Enregistrements stockés

+ + + +

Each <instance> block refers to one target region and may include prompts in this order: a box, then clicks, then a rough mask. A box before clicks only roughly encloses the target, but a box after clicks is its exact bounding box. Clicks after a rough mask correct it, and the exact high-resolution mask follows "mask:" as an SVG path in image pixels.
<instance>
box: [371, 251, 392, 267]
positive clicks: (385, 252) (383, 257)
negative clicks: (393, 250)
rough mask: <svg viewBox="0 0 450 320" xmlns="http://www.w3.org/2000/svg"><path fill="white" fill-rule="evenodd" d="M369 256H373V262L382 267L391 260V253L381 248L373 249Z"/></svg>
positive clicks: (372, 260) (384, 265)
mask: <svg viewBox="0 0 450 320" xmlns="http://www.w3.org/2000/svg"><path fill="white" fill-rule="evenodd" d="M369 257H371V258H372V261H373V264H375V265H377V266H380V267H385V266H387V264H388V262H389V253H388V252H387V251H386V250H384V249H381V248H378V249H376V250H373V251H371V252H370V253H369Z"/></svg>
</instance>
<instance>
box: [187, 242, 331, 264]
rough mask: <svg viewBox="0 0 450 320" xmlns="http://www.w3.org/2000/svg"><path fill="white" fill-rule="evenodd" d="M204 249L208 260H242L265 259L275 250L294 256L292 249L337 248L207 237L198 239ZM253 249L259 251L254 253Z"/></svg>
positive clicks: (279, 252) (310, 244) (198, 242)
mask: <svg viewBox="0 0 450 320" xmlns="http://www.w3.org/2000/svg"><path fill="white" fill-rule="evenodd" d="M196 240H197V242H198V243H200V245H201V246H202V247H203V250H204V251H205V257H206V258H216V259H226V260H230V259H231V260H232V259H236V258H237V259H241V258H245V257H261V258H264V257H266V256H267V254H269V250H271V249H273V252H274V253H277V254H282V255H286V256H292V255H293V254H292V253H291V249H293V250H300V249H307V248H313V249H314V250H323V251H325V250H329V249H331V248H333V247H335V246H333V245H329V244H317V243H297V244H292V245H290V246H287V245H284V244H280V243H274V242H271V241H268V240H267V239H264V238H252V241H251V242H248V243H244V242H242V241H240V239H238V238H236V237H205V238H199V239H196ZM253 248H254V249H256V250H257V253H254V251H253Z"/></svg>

+ + + +

Présentation de l'exercice:
Extrayez chaque ligne des enregistrements qui contient la chaîne "clicks". Tenez compte de la casse.

Réponse à l'exercice:
Each <instance> block refers to one target region and may include prompts in this order: a box, then clicks, then a rough mask. A box before clicks only roughly encloses the target, but a box after clicks is its exact bounding box. Clicks after a rough mask correct it, and the exact high-resolution mask follows "mask:" as an SVG path in image pixels.
positive clicks: (385, 252) (383, 257)
negative clicks: (393, 250)
positive clicks: (372, 260) (384, 265)
positive clicks: (279, 252) (310, 244) (198, 242)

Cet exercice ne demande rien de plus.